'''

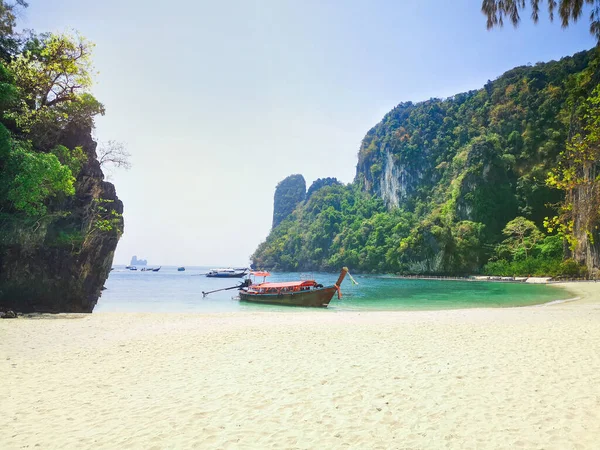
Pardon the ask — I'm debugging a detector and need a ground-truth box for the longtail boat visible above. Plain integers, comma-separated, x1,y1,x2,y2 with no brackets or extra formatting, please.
238,267,348,308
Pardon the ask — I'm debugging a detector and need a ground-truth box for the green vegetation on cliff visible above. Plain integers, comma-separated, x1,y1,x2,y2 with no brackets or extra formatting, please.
252,48,600,276
0,5,120,244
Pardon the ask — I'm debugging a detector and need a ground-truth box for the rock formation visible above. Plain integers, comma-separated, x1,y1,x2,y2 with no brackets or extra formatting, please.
0,125,123,313
272,174,306,229
306,177,342,201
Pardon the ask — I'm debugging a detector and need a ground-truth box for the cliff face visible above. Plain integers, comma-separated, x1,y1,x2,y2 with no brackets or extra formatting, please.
355,103,424,210
355,49,596,260
0,125,123,312
271,176,344,229
272,174,306,228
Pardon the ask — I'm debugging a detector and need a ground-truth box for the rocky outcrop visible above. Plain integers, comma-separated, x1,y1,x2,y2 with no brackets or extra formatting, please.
570,184,600,273
0,124,123,313
272,174,306,229
306,177,341,201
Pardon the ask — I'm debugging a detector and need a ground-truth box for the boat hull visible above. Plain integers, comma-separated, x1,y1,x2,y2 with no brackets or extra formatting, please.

'''

### WHAT TO PRODUCE:
Transcribe every line of the listing above exactly; skip the pictures.

### OUTPUT FOR THIS TASK:
Pardon the ask — I'm debugging a detector and need a ground-truth box for the longtail boat visible above. Plain integers, comma-separated, x1,y1,x2,y2 with no brackets or extra formatting, please.
238,267,348,308
Pardon the ask — I'm debugging a detector and need a ground-truth box for the green vegetation on cliff visible above. Plain integers, comma-separated, x1,y1,x2,y2 with no brackets or extra formatting, please.
252,48,600,276
0,5,120,244
Pardon the ask — I'm debugging a detector and need a ground-truth box for the rock formation visible above. Plain integers, comma-separated, x1,y1,x2,y2 with no brackets or extra formatting, please.
0,125,123,313
272,174,306,229
306,177,342,201
Pardon the ask — I'm debugging a detector and need a ground-truth box for the cliff face visible above. Plain integers, comma-separated, x1,y1,x2,y2 with no brackets or extra formatting, please.
355,103,424,210
355,49,596,260
0,125,123,312
271,176,344,229
272,174,306,228
Pardon the ask — I'm debugging a detector and need a ground-truth box for the rocky outcrop visible above. Plain integers, comma-separated, x1,y1,x2,y2 with no brackets or extra formatting, please.
570,184,600,273
0,124,123,313
272,174,306,229
306,177,341,201
Pardon the ask — I'm debugging a detector and need a ground-truth box for the boat hull visible above. Plain integers, comma-separated, x1,y1,x2,y2 with no brackets or extra formatting, please.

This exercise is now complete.